--- SHORT EXERCISE ---
Reproduce everything in the Prince Philip article from "In this belief" down to "the United States.", word for word.

--- TEXT TO READ ---
A round-up of news and oddities from left field by Dr Doug Witherspoon

You will no doubt be aware of the recent passing of the UK’s Prince Philip, the British monarch’s husband and the cause of much hilarity and offence, depending on your point of view. He had what is described as ‘a good run’, passing away at the ripe old age of 99 and in titular terms, was referred to variously as the Duke of Edinburgh, Lieutenant His Royal Highness Sir Philip Mountbatten, Earl of Merioneth and Baron Greenwich, KG (Knight of the Garter), KT (Knight of the Thistle), and to some he was known simply by his nickname, ‘Phil the Greek,’ as he was at one time sixth in line to the Greek throne and was in fact born in Greece. He was also a great-great grandson of Queen Victoria, making him his wife’s third cousin.

However, to a tribe living in villages in the island of Tanna in southern Vanuatu in the south Pacific Ocean, he was literally a god. Among the tribe, his death was marked with speeches, dancing, and the ceremonial consumption of a drink made from the kava plant, the effects of which include muscle relaxation, sleepiness, and feelings of general wellbeing.

According to researcher Kirk Huffman, who has spent more than 18 years working as an anthropologist in Vanuatu, the ‘Prince Philip Movement’ on that island were seeking “someone, either a human spirit or a power, that had gone overseas. And it was probably from the mid- to late-1970s that they latched on to the possibility that it was Prince Philip, in his current form,” says Huffman.

In this belief system, a deceased person’s spirit can wander the ether before being ‘recycled’ in another body and the tribe believed that Philip was originally from Tanna. The legend goes that a pale-skinned son of a mountain god – assumed to be Philip – would travel across the ocean to marry a powerful woman, but would eventually return to Vanuatu. Philip did this in 1971 and participated in some of the local rituals, earning him worship among the tribe.
It was reported in The Washington Post that the villagers prayed to him daily to watch over their banana and yam crops and it was also believed that Philip used his ‘power’ to ensure that a black man became President of the United States.

[Dataset excerpts about pointing to objects]
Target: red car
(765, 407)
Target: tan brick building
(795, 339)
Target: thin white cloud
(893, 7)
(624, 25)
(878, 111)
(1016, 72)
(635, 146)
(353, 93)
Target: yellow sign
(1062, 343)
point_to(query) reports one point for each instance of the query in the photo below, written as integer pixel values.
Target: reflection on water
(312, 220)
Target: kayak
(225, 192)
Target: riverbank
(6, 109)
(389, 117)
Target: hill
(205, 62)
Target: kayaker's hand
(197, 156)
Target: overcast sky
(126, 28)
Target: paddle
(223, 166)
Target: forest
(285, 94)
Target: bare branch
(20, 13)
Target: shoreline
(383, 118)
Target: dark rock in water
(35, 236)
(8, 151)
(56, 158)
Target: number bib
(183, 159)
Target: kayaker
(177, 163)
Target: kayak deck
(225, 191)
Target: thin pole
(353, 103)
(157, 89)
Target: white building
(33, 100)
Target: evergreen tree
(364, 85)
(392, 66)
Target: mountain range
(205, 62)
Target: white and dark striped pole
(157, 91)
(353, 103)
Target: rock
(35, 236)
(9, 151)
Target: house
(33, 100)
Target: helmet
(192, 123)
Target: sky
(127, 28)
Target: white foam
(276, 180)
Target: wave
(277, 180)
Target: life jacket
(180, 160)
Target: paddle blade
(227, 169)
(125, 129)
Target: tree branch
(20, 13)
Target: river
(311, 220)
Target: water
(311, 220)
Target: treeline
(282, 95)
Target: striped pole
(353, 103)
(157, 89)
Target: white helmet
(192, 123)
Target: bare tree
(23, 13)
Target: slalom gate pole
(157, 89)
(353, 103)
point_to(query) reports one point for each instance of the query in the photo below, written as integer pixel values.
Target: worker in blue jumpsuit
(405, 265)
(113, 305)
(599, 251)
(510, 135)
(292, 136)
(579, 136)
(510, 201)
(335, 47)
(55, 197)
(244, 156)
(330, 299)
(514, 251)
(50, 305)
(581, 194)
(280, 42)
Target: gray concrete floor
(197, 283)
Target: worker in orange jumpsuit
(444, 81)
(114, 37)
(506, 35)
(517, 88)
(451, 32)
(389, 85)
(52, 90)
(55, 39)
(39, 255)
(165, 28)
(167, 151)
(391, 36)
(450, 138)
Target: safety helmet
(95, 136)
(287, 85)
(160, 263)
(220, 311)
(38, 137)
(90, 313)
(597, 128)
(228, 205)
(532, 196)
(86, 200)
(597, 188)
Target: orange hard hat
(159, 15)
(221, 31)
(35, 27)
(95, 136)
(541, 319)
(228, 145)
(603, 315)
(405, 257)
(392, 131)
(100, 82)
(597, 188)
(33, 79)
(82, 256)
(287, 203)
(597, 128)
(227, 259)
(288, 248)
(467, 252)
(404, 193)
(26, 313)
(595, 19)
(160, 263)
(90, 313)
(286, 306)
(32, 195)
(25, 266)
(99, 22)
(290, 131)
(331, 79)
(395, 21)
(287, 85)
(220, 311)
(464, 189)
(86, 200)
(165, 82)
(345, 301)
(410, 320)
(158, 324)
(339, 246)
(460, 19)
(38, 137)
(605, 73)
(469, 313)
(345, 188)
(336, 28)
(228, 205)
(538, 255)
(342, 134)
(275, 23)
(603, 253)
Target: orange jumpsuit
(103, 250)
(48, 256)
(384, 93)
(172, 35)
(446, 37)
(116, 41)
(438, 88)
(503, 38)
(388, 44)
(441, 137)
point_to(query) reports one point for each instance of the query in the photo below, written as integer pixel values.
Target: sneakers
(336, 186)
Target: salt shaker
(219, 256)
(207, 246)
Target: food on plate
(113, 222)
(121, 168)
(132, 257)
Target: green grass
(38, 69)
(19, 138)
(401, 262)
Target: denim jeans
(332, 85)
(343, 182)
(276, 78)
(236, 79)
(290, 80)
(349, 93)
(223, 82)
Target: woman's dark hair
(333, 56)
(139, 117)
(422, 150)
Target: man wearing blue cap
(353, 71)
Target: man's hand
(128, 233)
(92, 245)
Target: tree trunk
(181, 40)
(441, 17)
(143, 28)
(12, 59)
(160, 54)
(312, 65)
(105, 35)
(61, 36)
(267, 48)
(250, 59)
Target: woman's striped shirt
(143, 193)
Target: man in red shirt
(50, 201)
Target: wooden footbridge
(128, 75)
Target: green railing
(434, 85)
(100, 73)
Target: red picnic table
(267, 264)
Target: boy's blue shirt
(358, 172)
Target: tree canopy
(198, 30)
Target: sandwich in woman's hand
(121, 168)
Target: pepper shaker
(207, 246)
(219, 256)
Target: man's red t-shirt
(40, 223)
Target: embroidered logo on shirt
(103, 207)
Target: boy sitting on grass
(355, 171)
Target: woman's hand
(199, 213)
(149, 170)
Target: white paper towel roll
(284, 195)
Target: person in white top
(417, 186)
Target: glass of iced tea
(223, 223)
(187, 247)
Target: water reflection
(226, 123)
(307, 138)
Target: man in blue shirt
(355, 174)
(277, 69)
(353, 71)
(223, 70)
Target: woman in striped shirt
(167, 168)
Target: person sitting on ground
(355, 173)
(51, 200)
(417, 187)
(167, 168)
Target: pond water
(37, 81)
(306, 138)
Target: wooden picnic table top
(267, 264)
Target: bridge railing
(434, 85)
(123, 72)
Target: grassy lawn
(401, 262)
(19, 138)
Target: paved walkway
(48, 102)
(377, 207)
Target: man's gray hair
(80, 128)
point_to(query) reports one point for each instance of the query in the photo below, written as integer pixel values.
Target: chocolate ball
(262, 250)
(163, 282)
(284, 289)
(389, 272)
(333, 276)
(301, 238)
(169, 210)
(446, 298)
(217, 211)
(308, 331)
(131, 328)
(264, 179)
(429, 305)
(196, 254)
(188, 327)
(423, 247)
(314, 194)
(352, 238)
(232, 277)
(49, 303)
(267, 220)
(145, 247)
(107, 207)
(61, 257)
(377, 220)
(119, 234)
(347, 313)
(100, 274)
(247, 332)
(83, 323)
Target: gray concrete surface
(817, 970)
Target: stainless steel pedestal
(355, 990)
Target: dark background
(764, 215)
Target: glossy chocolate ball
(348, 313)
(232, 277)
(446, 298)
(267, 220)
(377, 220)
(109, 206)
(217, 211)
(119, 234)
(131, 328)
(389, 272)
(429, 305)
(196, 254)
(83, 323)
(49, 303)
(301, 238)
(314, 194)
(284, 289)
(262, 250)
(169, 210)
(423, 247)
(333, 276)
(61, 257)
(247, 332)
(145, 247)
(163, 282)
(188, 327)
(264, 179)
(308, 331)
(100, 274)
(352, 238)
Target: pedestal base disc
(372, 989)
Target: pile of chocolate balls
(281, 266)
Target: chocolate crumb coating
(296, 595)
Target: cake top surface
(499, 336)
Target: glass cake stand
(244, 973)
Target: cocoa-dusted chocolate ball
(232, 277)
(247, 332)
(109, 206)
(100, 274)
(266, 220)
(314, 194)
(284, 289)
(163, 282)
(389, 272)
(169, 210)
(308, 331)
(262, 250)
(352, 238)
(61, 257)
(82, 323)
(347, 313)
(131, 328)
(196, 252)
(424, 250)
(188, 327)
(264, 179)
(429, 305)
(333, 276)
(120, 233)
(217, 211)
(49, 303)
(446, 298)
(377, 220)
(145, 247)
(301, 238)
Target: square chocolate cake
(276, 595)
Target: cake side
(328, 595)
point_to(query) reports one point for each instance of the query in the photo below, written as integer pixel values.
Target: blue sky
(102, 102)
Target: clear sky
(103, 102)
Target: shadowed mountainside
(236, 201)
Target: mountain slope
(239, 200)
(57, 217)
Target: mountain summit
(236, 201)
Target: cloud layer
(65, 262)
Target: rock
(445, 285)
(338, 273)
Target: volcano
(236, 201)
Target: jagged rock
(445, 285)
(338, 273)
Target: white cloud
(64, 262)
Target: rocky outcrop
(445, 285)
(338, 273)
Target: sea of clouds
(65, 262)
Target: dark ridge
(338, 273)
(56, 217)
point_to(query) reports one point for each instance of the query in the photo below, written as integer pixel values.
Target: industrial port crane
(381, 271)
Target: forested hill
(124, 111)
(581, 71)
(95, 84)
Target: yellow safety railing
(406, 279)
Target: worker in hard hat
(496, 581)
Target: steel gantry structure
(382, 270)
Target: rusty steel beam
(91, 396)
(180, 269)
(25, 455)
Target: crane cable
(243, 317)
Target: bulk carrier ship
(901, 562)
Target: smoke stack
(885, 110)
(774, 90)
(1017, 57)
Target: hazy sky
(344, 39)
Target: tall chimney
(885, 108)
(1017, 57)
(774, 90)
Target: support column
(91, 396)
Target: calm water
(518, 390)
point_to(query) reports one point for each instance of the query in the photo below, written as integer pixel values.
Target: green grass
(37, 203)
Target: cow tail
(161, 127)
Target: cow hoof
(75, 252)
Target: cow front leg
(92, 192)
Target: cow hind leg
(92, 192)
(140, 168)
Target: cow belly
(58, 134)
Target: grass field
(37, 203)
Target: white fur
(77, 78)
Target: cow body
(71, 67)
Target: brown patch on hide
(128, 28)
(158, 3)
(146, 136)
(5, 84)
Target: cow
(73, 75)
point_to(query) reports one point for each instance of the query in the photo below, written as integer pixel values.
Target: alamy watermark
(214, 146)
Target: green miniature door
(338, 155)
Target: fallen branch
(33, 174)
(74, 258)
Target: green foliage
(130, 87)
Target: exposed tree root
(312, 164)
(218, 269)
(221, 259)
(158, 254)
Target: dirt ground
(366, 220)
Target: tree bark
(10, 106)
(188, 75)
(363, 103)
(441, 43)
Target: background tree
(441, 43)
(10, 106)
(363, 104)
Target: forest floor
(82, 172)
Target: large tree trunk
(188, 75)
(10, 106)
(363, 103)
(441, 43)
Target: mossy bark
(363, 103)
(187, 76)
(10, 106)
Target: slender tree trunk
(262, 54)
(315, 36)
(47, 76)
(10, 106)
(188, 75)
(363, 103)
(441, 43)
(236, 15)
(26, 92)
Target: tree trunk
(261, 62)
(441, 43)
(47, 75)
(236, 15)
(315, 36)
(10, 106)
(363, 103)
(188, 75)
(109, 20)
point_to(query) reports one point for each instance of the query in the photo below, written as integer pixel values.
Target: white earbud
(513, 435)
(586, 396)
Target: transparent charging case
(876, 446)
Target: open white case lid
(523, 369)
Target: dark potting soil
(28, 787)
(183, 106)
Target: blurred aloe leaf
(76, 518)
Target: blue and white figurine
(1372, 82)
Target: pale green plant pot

--- FULL OUTPUT ---
In this belief system, a deceased person’s spirit can wander the ether before being ‘recycled’ in another body and the tribe believed that Philip was originally from Tanna. The legend goes that a pale-skinned son of a mountain god – assumed to be Philip – would travel across the ocean to marry a powerful woman, but would eventually return to Vanuatu. Philip did this in 1971 and participated in some of the local rituals, earning him worship among the tribe.
It was reported in The Washington Post that the villagers prayed to him daily to watch over their banana and yam crops and it was also believed that Philip used his ‘power’ to ensure that a black man became President of the United States.